--- BEGIN DOCUMENT PASSAGE ---

We shall take first the passage, Mark 1.43—in the authorized version, ‘And he straitly charged him;’ in the revised, ‘And he strictly charged him,’ with ‘sternly’ in the margin. Literally, as it seems to me, it reads, and ought to be read, ‘And being angry’ or ‘displeased’ or ‘vexed’ ‘with him, he immediately dismissed him.’ There is even some dissatisfaction implied, I think, in the word I have translated ‘dismissed.’ The word in John 9.34, ‘they cast him out,’ is the same, only a little intensified
This adds something to the story, and raises the question, Why should Jesus have been angry? If we can find no reason for his anger, we must leave the thing as altogether obscure; for I do not know where to find another meaning for the word, except in the despair of a would—be interpreter.
Jesus had cured the leper—not with his word only, which would have been enough for the mere cure, but was not enough without the touch of his hand—the Sinaitic version says ‘his hands’—to satisfy the heart of Jesus—a touch defiling him, in the notion of the Jews, but how cleansing to the sense of the leper! The man, however, seems to have been unworthy of this delicacy of divine tenderness. The Lord, who could read his heart, saw that he made him no true response—that there was not awaked in him the faith he desired to rouse: he had not drawn the soul of the man to his. The leper was jubilant in the removal of his pain and isolating uncleanness, in his deliverance from suffering and scorn; he was probably elated with the pride of having had a miracle wrought for him. In a word, he was so full of himself that he did not think truly of his deliverer.

--- END DOCUMENT PASSAGE ---
--- BEGIN GIVEN DATA ---

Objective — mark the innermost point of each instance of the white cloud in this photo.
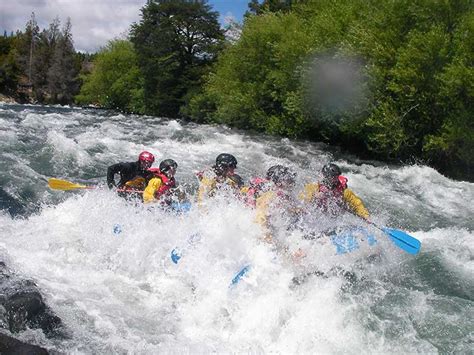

--- END GIVEN DATA ---

[REQUIRED TASK 1]
Answer from the passage on Mark 1.43:
(a) In the revised version, what word is given in the margin?
(b) Which verse is cited as using the same word as "dismissed," only a little intensified?
(c) What does the Sinaitic version say in place of "his hand"?
[REQUIRED TASK 2]
Return the stretch of the passage on Mark 1.43 from "Jesus had cured" through "of his deliverer.", copied word for word.
The lines play no part in this.

[WRITTEN ANSWER 1]
(a) "Sternly."
(b) John 9.34, "they cast him out."
(c) "His hands."

[WRITTEN ANSWER 2]
Jesus had cured the leper—not with his word only, which would have been enough for the mere cure, but was not enough without the touch of his hand—the Sinaitic version says ‘his hands’—to satisfy the heart of Jesus—a touch defiling him, in the notion of the Jews, but how cleansing to the sense of the leper! The man, however, seems to have been unworthy of this delicacy of divine tenderness. The Lord, who could read his heart, saw that he made him no true response—that there was not awaked in him the faith he desired to rouse: he had not drawn the soul of the man to his. The leper was jubilant in the removal of his pain and isolating uncleanness, in his deliverance from suffering and scorn; he was probably elated with the pride of having had a miracle wrought for him. In a word, he was so full of himself that he did not think truly of his deliverer.